↓

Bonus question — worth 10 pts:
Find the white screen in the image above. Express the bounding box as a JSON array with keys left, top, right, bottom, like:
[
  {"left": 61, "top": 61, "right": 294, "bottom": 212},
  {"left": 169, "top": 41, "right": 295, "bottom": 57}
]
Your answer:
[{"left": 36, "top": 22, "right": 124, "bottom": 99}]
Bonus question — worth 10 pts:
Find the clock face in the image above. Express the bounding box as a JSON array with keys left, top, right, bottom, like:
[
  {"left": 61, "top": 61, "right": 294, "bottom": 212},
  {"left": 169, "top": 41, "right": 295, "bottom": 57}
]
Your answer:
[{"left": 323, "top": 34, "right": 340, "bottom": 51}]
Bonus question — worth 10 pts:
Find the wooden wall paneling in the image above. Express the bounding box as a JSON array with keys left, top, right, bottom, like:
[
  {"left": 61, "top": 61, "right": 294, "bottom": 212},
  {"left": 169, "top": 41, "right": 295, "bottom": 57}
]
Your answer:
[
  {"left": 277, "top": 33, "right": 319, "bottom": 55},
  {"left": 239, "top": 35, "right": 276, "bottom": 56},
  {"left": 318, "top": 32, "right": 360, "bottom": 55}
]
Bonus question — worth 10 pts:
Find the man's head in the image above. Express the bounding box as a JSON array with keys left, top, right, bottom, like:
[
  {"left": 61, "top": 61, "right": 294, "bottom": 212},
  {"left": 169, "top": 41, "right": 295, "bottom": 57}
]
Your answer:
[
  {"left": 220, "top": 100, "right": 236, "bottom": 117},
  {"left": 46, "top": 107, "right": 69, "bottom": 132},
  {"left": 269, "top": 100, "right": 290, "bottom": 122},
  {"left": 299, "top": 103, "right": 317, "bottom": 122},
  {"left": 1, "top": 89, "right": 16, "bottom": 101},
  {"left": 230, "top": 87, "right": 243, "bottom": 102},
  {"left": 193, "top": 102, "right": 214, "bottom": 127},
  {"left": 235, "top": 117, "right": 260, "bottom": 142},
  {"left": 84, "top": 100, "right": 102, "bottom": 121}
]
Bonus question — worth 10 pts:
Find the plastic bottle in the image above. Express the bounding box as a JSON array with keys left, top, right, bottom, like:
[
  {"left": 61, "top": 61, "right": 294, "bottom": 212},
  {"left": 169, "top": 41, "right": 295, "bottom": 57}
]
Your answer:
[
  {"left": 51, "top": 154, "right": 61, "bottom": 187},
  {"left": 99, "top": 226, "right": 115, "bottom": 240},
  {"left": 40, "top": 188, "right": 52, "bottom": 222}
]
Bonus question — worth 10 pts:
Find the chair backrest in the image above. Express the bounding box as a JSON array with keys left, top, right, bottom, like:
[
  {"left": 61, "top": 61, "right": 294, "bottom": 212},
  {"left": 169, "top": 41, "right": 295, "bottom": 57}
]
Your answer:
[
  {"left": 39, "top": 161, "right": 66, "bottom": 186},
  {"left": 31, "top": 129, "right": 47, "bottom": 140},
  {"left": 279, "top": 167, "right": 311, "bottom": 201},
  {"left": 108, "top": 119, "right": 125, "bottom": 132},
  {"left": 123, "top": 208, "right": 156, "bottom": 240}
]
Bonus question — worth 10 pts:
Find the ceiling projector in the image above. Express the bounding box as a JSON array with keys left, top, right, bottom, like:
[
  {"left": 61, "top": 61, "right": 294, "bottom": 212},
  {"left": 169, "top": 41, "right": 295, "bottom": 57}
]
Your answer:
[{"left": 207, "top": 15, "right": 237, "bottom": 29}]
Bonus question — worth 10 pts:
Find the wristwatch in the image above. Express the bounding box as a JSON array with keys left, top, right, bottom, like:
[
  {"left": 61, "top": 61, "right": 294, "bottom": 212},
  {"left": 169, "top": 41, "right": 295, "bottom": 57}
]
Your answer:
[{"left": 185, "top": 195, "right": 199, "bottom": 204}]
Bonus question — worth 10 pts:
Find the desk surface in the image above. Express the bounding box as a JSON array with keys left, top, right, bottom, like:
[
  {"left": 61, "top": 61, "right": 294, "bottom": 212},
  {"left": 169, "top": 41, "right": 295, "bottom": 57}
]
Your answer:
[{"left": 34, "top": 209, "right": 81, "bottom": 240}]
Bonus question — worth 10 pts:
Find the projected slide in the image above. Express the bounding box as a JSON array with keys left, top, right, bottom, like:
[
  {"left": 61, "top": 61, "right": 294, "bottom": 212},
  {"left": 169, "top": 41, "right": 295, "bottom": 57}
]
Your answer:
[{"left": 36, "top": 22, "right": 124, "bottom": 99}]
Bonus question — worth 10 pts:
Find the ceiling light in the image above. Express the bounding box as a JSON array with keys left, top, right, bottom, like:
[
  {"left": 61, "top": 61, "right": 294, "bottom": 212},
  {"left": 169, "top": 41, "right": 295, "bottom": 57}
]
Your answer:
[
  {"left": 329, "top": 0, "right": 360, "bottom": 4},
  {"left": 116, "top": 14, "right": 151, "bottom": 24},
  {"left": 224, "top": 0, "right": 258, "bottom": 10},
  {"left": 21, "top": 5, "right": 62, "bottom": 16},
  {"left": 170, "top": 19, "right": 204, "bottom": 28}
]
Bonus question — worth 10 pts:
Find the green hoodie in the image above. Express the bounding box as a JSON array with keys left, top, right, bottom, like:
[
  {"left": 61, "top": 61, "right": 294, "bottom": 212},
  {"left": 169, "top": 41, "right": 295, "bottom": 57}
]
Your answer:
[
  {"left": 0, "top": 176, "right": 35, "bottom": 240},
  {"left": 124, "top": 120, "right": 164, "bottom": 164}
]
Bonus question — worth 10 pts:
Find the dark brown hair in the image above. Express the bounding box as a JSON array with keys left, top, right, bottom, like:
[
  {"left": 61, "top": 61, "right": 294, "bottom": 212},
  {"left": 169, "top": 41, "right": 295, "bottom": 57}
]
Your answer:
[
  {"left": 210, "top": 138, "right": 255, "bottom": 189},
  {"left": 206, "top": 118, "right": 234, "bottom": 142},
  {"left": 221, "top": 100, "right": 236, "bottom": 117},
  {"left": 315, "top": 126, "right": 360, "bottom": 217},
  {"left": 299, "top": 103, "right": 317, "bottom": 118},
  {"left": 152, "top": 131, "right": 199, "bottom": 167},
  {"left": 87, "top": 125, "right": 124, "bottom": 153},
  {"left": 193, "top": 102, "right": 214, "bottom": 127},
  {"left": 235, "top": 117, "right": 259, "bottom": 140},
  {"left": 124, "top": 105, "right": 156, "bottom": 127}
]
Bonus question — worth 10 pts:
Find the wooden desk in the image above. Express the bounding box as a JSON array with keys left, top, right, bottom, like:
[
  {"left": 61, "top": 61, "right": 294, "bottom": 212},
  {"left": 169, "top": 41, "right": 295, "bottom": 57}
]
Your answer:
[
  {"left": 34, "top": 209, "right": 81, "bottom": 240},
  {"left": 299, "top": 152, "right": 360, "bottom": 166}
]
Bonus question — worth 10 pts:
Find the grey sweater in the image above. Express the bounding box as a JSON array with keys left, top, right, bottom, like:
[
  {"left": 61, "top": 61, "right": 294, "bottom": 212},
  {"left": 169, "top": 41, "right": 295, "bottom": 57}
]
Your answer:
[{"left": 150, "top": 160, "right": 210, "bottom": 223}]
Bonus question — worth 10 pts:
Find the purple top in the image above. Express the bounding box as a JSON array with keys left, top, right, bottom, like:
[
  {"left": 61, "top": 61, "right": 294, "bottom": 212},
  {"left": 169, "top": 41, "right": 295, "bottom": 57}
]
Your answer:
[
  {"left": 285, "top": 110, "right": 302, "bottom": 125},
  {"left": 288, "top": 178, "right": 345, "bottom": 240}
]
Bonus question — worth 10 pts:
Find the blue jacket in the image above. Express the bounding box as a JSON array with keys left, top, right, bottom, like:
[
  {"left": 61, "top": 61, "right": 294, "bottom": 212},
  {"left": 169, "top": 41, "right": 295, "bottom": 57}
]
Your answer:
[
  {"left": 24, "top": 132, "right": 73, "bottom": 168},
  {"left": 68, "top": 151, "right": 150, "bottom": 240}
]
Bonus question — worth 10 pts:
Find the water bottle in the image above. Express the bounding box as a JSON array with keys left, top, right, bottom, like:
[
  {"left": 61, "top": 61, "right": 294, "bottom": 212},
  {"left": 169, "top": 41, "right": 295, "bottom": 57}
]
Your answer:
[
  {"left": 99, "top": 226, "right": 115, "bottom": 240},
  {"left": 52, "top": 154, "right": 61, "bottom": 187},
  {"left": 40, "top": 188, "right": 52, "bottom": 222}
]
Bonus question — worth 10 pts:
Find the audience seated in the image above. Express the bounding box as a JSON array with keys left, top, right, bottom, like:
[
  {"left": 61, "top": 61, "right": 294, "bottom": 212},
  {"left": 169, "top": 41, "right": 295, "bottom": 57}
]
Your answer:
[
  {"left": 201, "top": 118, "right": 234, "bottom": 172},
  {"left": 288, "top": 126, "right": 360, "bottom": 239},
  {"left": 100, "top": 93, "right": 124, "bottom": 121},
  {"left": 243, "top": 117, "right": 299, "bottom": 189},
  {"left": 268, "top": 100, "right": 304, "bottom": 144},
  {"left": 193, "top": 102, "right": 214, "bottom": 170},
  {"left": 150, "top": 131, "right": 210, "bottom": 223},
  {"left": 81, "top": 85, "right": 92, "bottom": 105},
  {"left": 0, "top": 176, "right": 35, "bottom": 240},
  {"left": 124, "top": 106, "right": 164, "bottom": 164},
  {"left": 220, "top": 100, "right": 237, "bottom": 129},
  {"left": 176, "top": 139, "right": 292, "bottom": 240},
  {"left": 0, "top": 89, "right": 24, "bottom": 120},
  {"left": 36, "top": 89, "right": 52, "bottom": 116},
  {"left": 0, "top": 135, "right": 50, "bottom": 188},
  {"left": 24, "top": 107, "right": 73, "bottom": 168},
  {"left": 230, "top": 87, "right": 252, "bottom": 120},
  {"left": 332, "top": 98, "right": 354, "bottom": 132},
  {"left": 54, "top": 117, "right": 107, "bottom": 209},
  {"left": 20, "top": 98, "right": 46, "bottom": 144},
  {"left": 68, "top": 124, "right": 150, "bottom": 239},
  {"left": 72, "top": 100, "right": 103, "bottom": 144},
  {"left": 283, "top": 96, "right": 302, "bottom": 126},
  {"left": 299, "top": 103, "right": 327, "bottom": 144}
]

↑

• _PROBLEM_:
Select every line in the listing above that contains the word "ceiling" and copy each one out.

• _TASK OUTPUT_:
Find the ceiling projector in the image above. Express the bounding box as a JSON array with keys left, top, right, bottom, like:
Find the ceiling light in the image above. Express the bounding box as a JSON array with keys left, top, right, bottom, like:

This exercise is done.